— START OF Record set —

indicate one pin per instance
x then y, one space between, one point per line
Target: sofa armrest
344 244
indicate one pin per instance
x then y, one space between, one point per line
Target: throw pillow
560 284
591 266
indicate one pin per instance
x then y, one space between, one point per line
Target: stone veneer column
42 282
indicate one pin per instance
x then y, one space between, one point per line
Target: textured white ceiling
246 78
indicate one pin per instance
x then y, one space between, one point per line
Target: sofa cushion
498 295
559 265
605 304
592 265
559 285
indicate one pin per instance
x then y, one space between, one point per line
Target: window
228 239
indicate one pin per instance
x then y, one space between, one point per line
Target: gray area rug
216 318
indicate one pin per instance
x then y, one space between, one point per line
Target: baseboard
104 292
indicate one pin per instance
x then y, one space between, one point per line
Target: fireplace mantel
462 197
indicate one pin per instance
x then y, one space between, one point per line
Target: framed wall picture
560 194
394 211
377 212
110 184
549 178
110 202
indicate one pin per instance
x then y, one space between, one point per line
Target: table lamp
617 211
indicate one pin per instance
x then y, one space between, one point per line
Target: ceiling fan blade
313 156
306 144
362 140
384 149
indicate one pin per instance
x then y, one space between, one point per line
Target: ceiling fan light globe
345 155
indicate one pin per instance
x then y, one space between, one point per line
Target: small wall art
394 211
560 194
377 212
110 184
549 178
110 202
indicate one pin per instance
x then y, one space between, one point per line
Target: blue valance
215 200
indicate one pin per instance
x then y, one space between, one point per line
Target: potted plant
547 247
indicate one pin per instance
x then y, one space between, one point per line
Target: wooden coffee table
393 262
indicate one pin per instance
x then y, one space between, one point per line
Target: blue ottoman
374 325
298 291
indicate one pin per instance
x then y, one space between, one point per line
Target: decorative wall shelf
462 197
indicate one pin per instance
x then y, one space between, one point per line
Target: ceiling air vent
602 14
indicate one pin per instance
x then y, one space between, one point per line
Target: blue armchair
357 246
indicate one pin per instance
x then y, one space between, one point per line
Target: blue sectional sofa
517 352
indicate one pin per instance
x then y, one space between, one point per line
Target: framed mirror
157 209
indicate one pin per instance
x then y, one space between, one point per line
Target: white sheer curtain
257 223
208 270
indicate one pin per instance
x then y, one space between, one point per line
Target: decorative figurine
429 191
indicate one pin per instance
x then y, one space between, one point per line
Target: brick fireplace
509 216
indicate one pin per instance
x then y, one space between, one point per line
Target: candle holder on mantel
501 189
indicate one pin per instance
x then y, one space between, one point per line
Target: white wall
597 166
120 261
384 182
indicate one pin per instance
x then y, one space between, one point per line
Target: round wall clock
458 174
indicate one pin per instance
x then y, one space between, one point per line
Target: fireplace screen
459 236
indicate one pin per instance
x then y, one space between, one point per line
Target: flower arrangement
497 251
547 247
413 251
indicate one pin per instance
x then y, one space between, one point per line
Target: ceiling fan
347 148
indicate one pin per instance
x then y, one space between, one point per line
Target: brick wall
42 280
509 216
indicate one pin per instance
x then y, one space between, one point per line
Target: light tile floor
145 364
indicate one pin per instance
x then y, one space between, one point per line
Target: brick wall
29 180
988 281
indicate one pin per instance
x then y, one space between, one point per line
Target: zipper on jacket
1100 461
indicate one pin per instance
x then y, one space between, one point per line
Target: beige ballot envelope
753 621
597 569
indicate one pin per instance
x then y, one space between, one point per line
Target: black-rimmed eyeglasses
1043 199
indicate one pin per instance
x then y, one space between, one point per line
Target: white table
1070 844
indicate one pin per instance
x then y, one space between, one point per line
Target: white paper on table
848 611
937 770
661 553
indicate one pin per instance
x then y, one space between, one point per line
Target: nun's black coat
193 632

— END OF Record set —

> [Job]: Print all of the data exactly as it was given.

> [Solution to the problem]:
indicate one pin per instance
x then y, one space between, one point per line
Target: sofa armrest
344 244
indicate one pin per instance
x then y, one space between, one point per line
Target: throw pillow
560 284
591 266
indicate one pin per instance
x then y, one space between, one point per line
Target: stone veneer column
42 282
indicate one pin per instance
x then y, one space between, one point per line
Target: textured white ceiling
246 78
indicate one pin per instance
x then y, one space between, one point per line
Target: sofa cushion
498 295
559 265
605 304
592 265
559 285
indicate one pin per instance
x then y, one space between, one point per line
Target: window
228 239
indicate one pin per instance
x then y, one space between, one point per line
Target: gray area rug
216 318
indicate one pin per instance
x then y, one space between, one point per line
Target: baseboard
104 292
indicate one pin per instance
x then y, one space between, one point per line
Target: fireplace mantel
462 197
indicate one pin per instance
x then y, one space between, one point per line
Target: framed wall picture
560 194
394 211
377 212
110 184
549 178
110 202
indicate one pin per instance
x then y, one space between, one point per line
Target: table lamp
617 211
indicate one pin per instance
x then y, one space between, one point per line
Target: ceiling fan blade
313 156
306 144
362 140
384 149
indicate one pin per instance
x then y, one space between, one point per line
Target: ceiling fan light globe
345 155
indicate one pin per instance
x then y, one space between, one point per line
Target: small wall art
394 211
560 194
377 212
110 184
549 178
110 202
indicate one pin per instance
x then y, one space between, one point per line
Target: blue valance
215 200
indicate one pin per instance
x then y, one space between, one point per line
Target: potted plant
547 247
indicate one pin per instance
x then y, one space between, one point per line
Target: wooden coffee table
393 262
indicate one pin per instance
x then y, one space between, one point per line
Target: blue ottoman
374 325
298 291
indicate one pin per instance
x then y, one space between, one point per line
Target: decorative wall shelf
462 197
indicate one pin per instance
x then y, one space between, one point per line
Target: ceiling air vent
602 14
indicate one pin per instance
x then y, one space between, one point per line
Target: blue armchair
357 246
indicate one pin per instance
x then y, one space between, one point per line
Target: blue sectional sofa
517 352
indicate one pin per instance
x then y, one space between, one point per line
Target: framed mirror
157 209
indicate one pin per instance
x then y, one space between, one point per line
Target: white sheer curtain
257 223
208 270
indicate one pin per instance
x then y, one space between, one point per line
Target: decorative figurine
429 191
indicate one pin per instance
x then y, one space between, one point per line
Target: brick fireplace
509 216
indicate one pin per instance
x then y, one space between, one point per line
Target: candle holder on mantel
501 189
indicate one pin per instance
x then y, one space between, one point per line
Target: white wall
597 166
120 261
384 182
indicate one pin per instance
x then y, one space between, one point per line
Target: round wall clock
458 174
indicate one pin per instance
x then y, one space between, one point per line
Target: fireplace screen
459 236
indicate one pin per instance
x then y, one space between, one point per line
Target: flower arrangement
497 251
547 247
413 251
indicate one pin per instance
x then y, one space between, one point per line
Target: ceiling fan
347 148
indicate one pin per instance
x then y, one space between, one point per line
Target: brick wall
42 280
509 216
indicate one pin per instance
x then y, one space between, one point per line
Target: light tile floor
145 364
indicate one pin per instance
x then y, one space between, one point per line
Target: brick wall
29 180
988 281
indicate one pin per instance
x then y, one space between, one point per line
Target: zipper on jacket
1100 461
indicate one pin per instance
x then y, one space between, one point per line
Target: beige ballot envelope
753 621
597 569
indicate one pin per instance
x then y, one space between, one point per line
Target: black-rimmed eyeglasses
1043 199
indicate one pin per instance
x then y, one space between, one point per line
Target: white table
1070 844
indicate one pin per instance
x then y, one space between, one point per line
Target: white paper on table
848 611
937 770
661 553
indicate one pin per instance
x then y, one space between, one point per line
Target: nun's black coat
193 632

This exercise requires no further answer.